━━ AUSGEWÄHLTER ABSCHNITT

# [Outlook] Geburtstag falsch bzw. Datum wird unterschiedlich angezeigt



## Igor1312 (10. November 2010)

Hi,

stelle ich die Kontakte als Liste dar und lasse die Spalte "Geburtstag" anzeigen, hab ich ein Datum 06.12.1968.
Rufe ich den Kontakt auf, lasse mir die Details anzeigen, steht da unter "Geburtstag" der 07.12.1968. Dieses Datum ist falsch!

Synchronisiert (mit iPhone) wird das richtige Datum.
VBA liest über Outlook.ContactItem.Birthday das falsche Datum aus.

Kurios, gell?

Hat jemand eine Idee, wie man das korrigiert?

Tschö,
Igor


----------



## tombe (11. November 2010)

Hi Igor,

ist es nur das eine Datum welches falsch angezeigt wird oder tritt dieser Fehler bei allen Daten/Datums auf?
Und woher stammt der VBA-Code?

Gruß Thomas


----------



## Igor1312 (11. November 2010)

Hallo Thomas,

es werden nur bei einigen Kontakten die Daten unterschiedlich angezeigt. Ich kann da keinen Zusammenhang erkennen.

Der Code stammt von Tobias Gaiselmann und ist aus einem Makro, welches die Geburtstage in den Kalender einträgt.

Vieleicht sollte ich noch erwähnen, dass es sich um Outlook 2010 unter Windows 7 32-Bit Ultimate handelt. Jedoch trat der Fehler auch schon bei Outlook 2007 auf.

Tschö,
Igor


----------



## tombe (11. November 2010)

Dann schreib doch mal um welche Daten es sich genau handelt. Vielleicht erkennt ja hier jemand einen Zusammenhang.
Der Code wäre vielleicht auch interessant. Doch unter dem Link den du angegeben hast findet man nur eine "Baustelle" da sich die Seite noch im Aufbau befindet.

Gruß Thomas


----------



## tombe (11. November 2010)

Hi Igor,

lies dir mal durch was auf dieser Seite steht. Das Problem tritt wohl recht häufig auf, doch es gibt verschiedene Lösungsansätze.


----------



## Igor1312 (11. November 2010)

Hi Thomas,

ich weiß nicht mehr, woher ich das Makro habe. Lässt sich googeln, nehmen wir mal diese Quelle.

Es geht nicht um das Problem beim Synchronisieren, die Daten stehen in Outlook an unterschiedlichen Stellen (s.o.) und sind unterschiedlich. Ich bin davon ausgegangen, dass es im Kontaktdatensatz EINEN Geburtstag gibt, aber scheinbar ist das nicht so.  
Abgesehen davon, dein Link beschäftigt sich mit dem Synchronisationsproblem bei Kalendereinträgen. Die Kontaktdaten werden ja korrekt synchronisiert! 

Es ist halt unklar, warum Outlook da zwei verschieden Daten speichert/anzeigt. Auf dem iPhone steht übrigens das richtige Datum im Kontakt. Das Makro jedoch schreibt das falsche Datum in den Kalender.

Tschö,
Igor


----------

━━━━

→ ARBEITSAUFTRAG
Kopiere aus dem Forenthread über das falsche Geburtstagsdatum in Outlook wortgetreu den Abschnitt, der mit „Es geht nicht“ beginnt und mit „in den Kalender.“ endet. Das Material spielt hierfür keine Rolle.

━━ VORLIEGENDES MATERIAL

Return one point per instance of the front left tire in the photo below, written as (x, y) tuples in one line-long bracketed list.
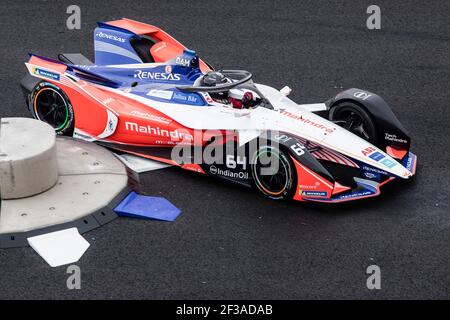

━━━━

→ ERGEBNIS DER ÜBUNG
Es geht nicht um das Problem beim Synchronisieren, die Daten stehen in Outlook an unterschiedlichen Stellen (s.o.) und sind unterschiedlich. Ich bin davon ausgegangen, dass es im Kontaktdatensatz EINEN Geburtstag gibt, aber scheinbar ist das nicht so.  
Abgesehen davon, dein Link beschäftigt sich mit dem Synchronisationsproblem bei Kalendereinträgen. Die Kontaktdaten werden ja korrekt synchronisiert! 

Es ist halt unklar, warum Outlook da zwei verschieden Daten speichert/anzeigt. Auf dem iPhone steht übrigens das richtige Datum im Kontakt. Das Makro jedoch schreibt das falsche Datum in den Kalender.